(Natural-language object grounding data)
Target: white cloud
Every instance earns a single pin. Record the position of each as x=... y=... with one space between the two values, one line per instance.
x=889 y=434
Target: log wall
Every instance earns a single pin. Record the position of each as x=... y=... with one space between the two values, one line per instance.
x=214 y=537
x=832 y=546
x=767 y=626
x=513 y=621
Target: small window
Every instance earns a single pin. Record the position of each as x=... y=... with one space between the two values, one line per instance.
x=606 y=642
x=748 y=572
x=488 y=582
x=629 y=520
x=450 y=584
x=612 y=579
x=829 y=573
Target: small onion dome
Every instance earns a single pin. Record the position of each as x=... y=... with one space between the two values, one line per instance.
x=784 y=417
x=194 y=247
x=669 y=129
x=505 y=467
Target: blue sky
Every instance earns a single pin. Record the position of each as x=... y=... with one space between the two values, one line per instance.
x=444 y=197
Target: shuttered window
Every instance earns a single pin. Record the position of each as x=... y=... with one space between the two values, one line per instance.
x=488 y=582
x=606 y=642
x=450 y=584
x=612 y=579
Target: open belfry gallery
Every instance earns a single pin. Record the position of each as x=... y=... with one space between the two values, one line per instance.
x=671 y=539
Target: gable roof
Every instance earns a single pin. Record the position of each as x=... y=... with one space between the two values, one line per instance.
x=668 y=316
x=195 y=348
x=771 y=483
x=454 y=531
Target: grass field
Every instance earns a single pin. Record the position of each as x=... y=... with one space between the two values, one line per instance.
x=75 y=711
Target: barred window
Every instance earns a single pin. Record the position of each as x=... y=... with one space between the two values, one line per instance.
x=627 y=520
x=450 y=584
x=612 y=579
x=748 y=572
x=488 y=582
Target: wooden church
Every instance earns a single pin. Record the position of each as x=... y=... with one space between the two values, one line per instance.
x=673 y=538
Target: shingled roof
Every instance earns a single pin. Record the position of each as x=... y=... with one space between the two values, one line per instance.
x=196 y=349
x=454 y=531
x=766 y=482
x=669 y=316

▸ **PROBLEM TO WORK ON**
When a line in the records above holds "small", that line is to be reported.

▸ **REPLY**
Target: small window
Target: small onion dome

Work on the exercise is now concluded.